Activity:
Repetition must be exact and must stop with the line bearing "Report the position of each instance of the man's beard". It begins at the first line of the records and includes no pictures.

Records provided:
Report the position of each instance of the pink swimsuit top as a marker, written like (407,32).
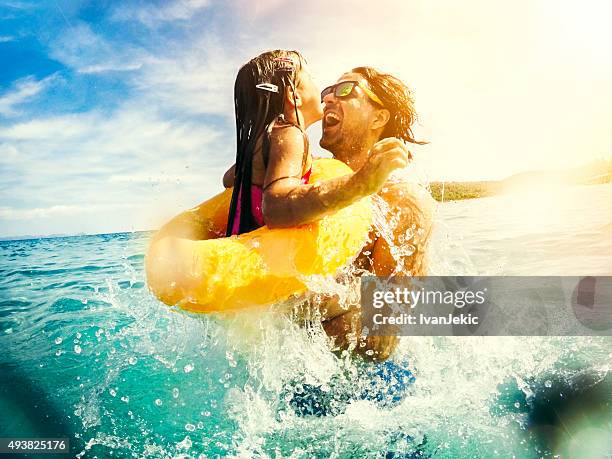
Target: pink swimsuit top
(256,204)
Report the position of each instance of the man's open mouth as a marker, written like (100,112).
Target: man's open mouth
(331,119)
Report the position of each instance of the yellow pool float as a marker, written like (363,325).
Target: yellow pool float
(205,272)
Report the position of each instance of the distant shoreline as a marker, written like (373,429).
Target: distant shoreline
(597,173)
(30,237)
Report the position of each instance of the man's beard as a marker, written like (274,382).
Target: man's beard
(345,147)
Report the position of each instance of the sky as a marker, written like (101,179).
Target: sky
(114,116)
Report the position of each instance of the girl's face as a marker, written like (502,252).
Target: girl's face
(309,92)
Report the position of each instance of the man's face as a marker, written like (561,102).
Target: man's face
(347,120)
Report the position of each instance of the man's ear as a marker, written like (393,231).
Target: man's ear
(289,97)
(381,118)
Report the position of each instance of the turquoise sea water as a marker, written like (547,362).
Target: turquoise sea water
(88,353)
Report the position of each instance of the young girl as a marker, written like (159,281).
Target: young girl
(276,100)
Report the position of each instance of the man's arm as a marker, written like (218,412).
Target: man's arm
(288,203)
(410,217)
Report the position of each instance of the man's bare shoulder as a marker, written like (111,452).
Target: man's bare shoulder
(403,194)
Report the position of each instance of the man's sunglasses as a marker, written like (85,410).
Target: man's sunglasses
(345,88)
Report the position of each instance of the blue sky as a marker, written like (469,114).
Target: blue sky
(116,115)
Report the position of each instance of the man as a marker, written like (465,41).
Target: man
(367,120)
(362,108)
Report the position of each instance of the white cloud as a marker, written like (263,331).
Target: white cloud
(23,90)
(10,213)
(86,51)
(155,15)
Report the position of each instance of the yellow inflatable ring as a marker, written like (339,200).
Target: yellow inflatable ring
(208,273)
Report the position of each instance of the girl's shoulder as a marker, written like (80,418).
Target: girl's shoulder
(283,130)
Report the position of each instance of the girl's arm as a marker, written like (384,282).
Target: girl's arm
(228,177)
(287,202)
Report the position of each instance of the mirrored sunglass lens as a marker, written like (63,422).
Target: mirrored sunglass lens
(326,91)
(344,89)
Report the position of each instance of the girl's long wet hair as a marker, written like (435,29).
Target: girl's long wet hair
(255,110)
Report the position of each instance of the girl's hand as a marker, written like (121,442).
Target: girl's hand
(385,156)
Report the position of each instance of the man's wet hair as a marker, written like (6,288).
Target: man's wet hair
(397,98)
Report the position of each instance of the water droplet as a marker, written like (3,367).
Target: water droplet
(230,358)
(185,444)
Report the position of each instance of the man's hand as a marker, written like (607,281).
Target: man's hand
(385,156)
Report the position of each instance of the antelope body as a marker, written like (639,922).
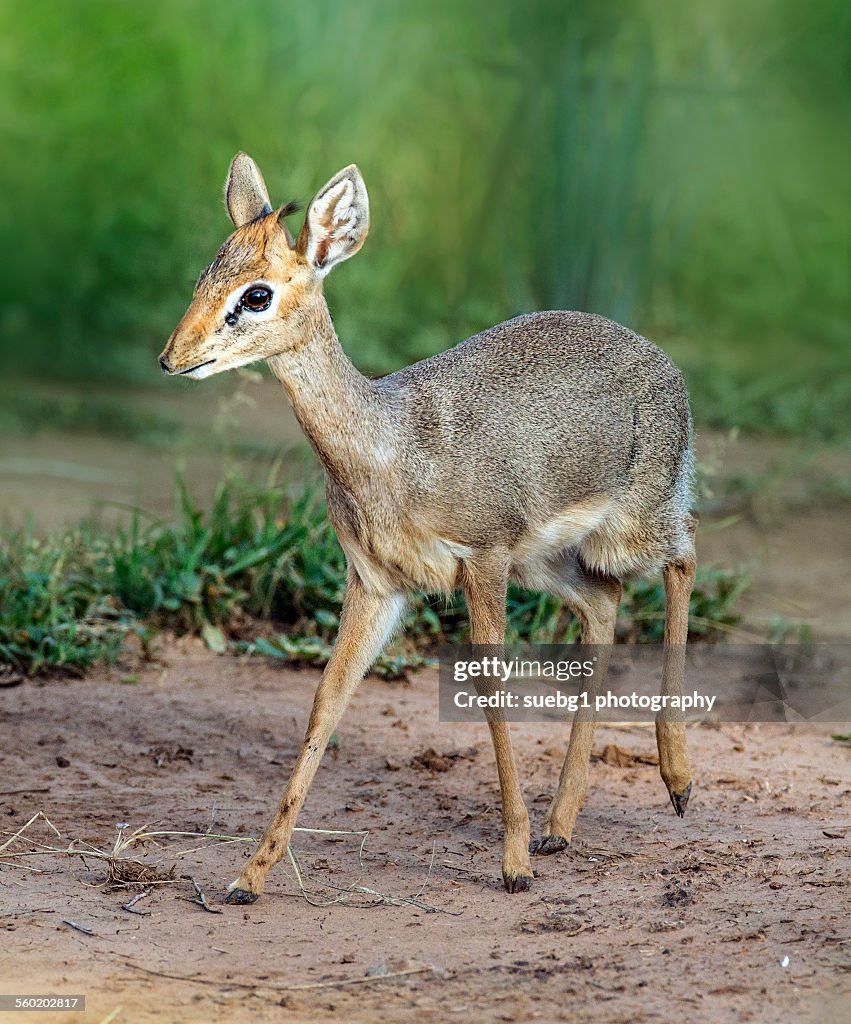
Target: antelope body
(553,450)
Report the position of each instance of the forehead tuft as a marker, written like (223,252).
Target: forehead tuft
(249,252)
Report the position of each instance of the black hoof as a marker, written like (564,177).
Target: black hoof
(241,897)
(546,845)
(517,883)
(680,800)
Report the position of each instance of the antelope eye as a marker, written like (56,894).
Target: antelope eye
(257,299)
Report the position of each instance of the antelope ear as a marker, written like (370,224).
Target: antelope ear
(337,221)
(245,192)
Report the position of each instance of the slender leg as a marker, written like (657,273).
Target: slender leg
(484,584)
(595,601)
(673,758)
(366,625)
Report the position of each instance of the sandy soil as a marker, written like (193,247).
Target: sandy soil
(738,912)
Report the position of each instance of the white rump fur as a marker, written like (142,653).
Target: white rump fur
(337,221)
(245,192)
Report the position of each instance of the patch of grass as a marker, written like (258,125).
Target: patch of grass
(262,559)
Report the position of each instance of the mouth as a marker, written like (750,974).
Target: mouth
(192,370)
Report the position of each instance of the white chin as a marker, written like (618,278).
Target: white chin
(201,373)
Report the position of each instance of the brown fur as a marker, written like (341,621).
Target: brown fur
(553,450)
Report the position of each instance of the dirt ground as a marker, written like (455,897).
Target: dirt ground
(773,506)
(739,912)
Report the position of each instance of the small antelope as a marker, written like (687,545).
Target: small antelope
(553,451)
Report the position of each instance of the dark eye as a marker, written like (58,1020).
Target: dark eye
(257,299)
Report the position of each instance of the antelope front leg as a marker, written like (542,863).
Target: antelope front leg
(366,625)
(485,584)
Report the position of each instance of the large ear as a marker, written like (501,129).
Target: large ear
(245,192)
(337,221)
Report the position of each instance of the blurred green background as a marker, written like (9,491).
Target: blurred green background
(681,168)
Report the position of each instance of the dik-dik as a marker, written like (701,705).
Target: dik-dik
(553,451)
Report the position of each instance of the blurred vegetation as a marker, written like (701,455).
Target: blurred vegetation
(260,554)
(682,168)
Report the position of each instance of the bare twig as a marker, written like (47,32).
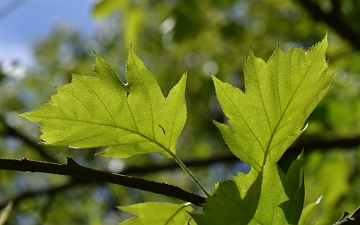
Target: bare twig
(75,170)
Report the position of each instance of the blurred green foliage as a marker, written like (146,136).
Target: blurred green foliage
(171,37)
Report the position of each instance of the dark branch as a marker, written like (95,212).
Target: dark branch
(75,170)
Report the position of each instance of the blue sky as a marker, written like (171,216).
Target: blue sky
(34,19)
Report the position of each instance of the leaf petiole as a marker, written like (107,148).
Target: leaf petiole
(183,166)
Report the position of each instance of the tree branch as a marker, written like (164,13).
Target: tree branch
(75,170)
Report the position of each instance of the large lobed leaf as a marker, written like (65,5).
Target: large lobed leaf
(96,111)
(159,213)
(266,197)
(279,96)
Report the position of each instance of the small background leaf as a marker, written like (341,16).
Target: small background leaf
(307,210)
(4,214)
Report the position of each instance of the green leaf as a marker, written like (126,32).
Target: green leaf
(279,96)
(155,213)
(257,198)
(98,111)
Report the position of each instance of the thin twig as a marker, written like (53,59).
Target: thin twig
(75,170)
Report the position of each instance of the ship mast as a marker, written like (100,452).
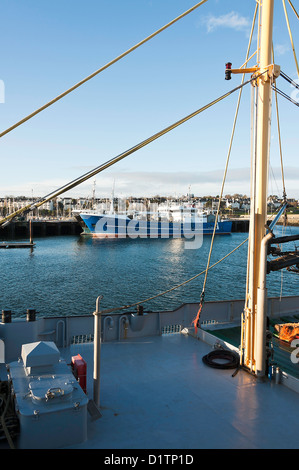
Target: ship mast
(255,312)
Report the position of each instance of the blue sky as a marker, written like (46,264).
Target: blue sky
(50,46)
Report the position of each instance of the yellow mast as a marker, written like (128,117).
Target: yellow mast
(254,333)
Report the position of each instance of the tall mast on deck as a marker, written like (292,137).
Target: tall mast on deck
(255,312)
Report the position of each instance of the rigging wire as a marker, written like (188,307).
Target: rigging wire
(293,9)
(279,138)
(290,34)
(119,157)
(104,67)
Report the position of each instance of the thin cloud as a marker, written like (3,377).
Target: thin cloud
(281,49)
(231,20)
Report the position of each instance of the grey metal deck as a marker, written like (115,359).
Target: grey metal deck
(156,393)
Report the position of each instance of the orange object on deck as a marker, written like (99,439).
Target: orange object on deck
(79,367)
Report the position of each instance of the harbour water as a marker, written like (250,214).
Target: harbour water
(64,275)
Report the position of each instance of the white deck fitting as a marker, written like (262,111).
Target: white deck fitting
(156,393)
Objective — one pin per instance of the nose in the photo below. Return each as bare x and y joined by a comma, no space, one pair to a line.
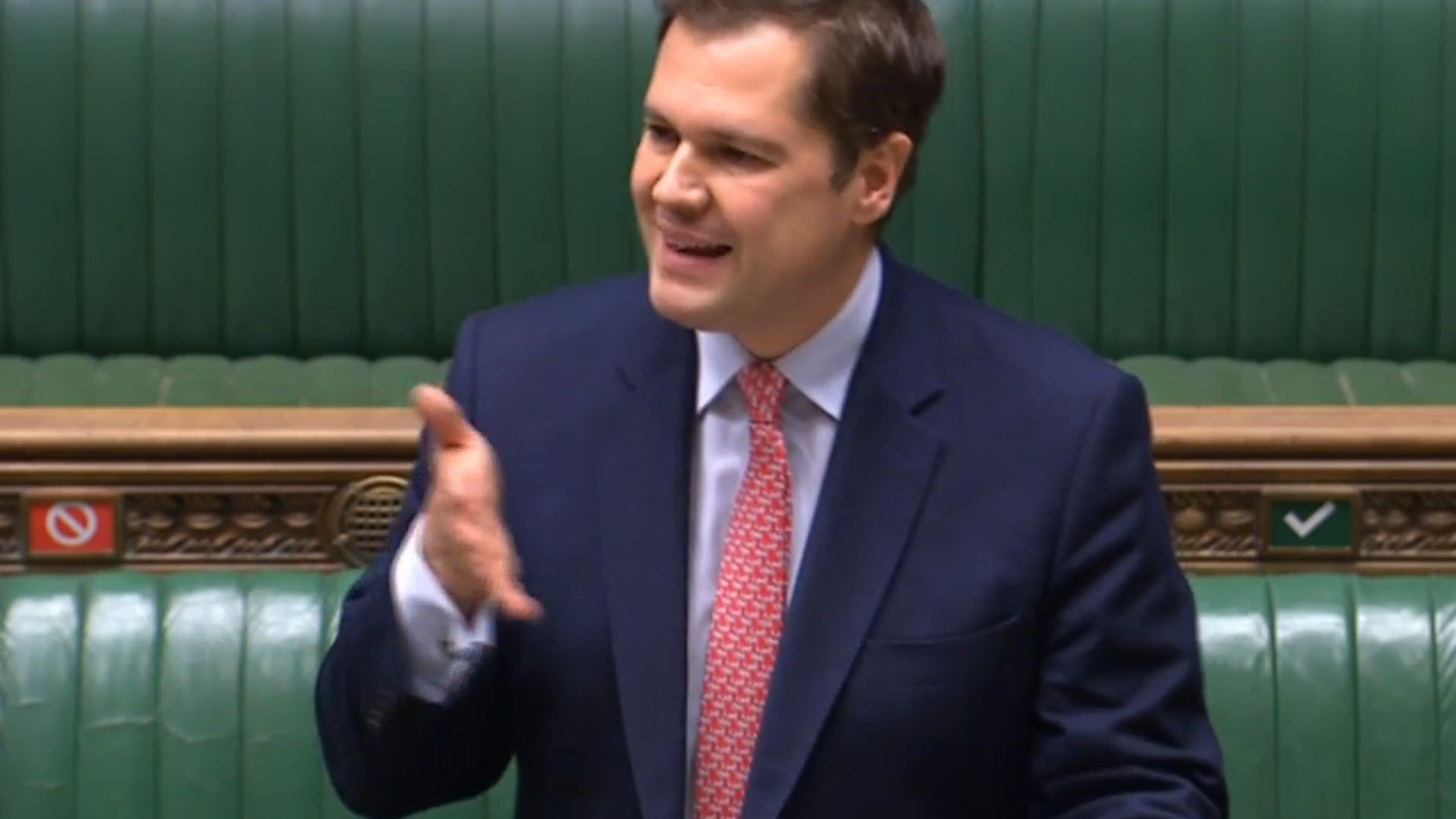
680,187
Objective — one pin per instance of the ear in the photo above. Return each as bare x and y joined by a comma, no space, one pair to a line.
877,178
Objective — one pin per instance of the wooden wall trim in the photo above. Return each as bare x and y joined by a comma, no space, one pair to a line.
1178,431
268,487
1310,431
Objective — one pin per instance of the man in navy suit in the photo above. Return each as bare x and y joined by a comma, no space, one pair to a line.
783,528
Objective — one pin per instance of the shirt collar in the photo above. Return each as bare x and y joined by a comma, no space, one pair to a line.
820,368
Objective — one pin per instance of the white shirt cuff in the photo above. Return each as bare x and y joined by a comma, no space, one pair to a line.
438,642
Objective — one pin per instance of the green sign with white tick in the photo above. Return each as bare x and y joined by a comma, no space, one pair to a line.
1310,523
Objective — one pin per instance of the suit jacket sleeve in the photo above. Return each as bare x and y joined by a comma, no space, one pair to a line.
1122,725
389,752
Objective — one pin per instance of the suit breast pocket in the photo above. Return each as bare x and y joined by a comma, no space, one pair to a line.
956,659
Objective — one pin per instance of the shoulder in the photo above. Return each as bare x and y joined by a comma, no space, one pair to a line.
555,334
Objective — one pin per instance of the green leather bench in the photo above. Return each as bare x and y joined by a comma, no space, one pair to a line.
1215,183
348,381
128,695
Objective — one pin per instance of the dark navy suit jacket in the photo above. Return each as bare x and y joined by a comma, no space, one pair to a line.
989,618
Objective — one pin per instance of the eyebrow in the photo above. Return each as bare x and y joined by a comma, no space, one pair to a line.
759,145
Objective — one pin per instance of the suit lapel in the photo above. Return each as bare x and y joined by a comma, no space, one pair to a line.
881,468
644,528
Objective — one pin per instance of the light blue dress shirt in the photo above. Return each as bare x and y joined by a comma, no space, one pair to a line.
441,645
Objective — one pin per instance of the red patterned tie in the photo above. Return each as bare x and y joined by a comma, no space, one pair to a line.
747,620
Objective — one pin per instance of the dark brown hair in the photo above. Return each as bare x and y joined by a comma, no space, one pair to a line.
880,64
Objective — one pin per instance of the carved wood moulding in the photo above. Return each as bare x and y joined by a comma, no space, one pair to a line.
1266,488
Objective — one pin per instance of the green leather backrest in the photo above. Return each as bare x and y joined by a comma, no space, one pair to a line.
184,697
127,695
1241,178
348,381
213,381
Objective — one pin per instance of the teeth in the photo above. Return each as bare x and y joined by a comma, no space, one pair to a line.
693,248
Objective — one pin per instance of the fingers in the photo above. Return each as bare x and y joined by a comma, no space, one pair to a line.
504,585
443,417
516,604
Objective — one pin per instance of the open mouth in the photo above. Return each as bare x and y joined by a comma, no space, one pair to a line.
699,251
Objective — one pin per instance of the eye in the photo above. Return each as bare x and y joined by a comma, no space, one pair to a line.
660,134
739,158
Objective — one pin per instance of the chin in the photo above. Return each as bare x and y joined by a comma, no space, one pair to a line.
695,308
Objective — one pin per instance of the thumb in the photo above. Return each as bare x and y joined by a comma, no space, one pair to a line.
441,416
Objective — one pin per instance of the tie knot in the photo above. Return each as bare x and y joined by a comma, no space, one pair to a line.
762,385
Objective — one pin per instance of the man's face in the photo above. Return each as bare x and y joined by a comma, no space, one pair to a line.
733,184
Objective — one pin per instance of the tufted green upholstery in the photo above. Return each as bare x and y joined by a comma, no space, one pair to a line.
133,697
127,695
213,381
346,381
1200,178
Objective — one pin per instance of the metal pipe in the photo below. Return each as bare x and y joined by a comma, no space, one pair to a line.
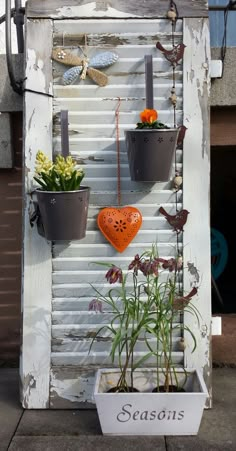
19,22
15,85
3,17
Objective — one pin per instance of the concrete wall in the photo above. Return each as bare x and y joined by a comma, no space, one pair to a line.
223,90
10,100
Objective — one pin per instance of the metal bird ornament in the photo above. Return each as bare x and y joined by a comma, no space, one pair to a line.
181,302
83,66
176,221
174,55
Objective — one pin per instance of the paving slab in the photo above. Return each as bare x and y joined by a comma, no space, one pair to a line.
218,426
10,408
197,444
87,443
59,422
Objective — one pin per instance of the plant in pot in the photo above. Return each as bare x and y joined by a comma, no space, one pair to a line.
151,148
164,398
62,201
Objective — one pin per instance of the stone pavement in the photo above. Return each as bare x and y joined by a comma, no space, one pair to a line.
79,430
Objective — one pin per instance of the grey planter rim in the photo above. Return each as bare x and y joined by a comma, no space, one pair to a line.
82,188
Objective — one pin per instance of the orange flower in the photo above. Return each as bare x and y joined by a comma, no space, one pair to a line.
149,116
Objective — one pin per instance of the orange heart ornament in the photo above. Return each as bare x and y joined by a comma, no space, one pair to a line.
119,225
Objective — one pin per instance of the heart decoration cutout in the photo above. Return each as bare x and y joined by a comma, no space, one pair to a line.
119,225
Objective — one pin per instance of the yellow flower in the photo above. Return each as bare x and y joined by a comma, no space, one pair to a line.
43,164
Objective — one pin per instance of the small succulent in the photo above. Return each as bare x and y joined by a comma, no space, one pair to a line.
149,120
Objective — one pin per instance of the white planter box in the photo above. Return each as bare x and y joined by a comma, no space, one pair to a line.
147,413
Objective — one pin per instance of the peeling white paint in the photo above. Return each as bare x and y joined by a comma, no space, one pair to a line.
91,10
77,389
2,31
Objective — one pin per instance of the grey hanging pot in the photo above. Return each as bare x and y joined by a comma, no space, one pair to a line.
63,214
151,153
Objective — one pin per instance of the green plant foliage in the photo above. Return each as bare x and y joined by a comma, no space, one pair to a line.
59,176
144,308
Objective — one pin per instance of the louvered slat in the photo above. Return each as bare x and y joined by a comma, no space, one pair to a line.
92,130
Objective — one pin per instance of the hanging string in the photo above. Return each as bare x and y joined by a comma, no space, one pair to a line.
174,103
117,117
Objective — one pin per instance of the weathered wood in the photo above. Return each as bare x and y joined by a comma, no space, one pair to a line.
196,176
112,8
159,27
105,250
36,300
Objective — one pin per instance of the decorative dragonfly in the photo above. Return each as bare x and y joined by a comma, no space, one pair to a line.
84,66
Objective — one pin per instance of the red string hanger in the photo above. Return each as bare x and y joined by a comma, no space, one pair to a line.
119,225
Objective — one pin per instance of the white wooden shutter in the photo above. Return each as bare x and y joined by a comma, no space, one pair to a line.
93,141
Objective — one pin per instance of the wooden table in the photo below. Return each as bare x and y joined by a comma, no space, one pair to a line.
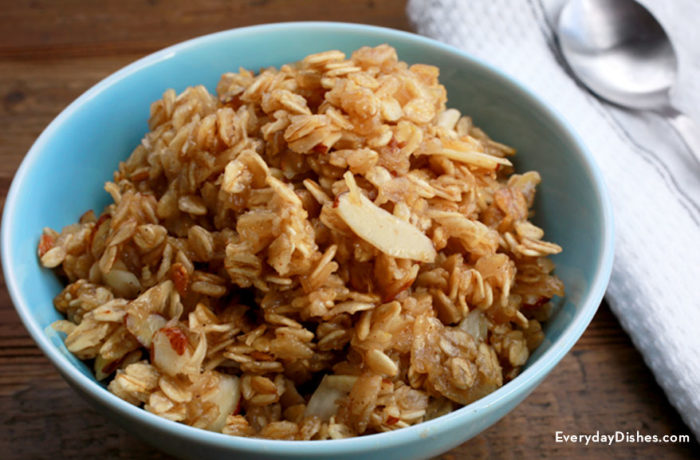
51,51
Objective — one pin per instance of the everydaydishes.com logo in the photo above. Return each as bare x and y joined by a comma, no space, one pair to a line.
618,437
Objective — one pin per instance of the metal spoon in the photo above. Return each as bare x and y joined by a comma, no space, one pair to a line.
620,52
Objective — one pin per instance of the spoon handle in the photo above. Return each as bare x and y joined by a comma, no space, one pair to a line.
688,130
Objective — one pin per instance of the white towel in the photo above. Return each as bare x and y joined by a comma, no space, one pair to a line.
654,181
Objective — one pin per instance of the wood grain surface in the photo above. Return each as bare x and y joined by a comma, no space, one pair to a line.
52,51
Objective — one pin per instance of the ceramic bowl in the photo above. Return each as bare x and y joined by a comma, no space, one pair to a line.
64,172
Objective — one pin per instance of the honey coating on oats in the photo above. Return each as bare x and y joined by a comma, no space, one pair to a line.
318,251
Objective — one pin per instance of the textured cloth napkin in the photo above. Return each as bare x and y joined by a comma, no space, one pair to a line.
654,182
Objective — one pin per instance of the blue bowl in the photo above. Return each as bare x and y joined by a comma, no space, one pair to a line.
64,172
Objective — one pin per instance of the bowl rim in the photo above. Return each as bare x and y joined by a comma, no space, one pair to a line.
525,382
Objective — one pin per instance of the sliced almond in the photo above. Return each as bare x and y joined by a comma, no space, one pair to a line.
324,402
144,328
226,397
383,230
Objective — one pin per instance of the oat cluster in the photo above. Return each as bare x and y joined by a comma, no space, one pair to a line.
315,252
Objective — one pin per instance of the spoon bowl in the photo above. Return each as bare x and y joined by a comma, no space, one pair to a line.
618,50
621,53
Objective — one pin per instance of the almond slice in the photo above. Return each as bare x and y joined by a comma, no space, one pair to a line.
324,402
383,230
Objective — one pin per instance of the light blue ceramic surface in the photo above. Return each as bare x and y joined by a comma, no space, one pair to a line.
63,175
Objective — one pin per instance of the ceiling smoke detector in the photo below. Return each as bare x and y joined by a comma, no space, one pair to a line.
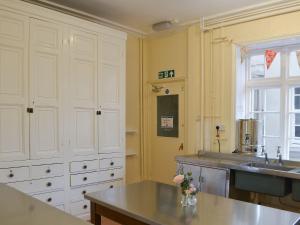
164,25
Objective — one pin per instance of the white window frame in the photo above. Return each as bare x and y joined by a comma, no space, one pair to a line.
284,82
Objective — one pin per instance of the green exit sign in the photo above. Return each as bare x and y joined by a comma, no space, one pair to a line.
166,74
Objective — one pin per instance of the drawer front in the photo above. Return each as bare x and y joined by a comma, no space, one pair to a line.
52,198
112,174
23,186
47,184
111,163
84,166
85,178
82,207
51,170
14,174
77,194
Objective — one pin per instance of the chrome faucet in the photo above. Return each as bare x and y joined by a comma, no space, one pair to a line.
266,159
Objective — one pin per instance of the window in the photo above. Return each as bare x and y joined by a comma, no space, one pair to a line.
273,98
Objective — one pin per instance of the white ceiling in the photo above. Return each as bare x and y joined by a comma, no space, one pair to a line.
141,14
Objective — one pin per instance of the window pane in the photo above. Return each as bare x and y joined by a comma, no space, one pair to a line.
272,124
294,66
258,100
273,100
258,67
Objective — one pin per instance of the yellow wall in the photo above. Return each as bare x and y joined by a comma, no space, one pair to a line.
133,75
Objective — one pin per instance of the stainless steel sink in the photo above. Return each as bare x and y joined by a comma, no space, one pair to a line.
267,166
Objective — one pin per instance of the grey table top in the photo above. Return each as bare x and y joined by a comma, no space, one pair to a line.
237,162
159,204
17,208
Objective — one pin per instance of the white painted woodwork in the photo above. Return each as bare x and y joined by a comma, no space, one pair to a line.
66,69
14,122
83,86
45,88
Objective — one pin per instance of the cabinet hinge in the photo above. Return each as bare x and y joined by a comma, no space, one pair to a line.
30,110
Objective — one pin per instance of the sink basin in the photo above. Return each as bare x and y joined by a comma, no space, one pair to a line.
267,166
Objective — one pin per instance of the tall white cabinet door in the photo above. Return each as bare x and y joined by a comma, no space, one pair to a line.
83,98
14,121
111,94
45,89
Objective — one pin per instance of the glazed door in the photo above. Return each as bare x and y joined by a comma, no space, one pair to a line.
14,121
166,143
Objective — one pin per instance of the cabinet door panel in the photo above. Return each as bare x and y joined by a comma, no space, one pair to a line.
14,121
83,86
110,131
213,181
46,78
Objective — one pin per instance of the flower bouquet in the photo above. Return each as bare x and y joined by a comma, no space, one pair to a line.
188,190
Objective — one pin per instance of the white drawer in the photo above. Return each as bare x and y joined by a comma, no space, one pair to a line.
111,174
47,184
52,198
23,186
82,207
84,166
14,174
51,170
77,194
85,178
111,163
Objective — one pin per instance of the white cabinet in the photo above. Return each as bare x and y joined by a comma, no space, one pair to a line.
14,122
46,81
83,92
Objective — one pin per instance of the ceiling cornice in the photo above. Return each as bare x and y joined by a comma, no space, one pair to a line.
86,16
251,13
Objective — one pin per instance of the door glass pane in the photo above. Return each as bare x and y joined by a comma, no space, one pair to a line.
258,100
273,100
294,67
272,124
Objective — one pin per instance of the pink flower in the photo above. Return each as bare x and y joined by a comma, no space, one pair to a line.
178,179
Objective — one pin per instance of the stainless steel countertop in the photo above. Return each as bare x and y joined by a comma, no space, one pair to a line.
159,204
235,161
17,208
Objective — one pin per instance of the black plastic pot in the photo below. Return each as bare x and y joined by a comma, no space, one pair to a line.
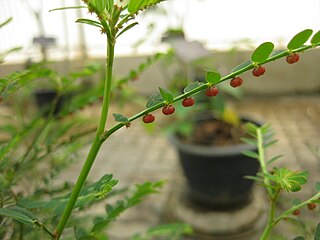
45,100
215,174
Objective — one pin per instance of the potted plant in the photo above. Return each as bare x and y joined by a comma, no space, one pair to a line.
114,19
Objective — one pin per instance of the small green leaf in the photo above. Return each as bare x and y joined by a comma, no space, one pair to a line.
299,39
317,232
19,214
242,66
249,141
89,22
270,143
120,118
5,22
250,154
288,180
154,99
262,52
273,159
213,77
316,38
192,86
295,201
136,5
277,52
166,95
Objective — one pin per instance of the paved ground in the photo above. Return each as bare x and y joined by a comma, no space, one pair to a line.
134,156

Solution below:
Report the position of each instance of the pink swimsuit top as a marker, written like (407,32).
Target: pink swimsuit top
(256,204)
Report the position of each instance of the man's open mouth as a marker, written like (100,112).
Target: man's open mouth
(331,119)
Report the position of each instance of the yellow pool float as a marker, written like (363,325).
Target: yellow pool float
(205,272)
Report the position of each instance of the distant shoreline as a marker, written like (373,429).
Target: distant shoreline
(597,173)
(30,237)
Report the position of each instance of the man's beard as a marker, written like (274,382).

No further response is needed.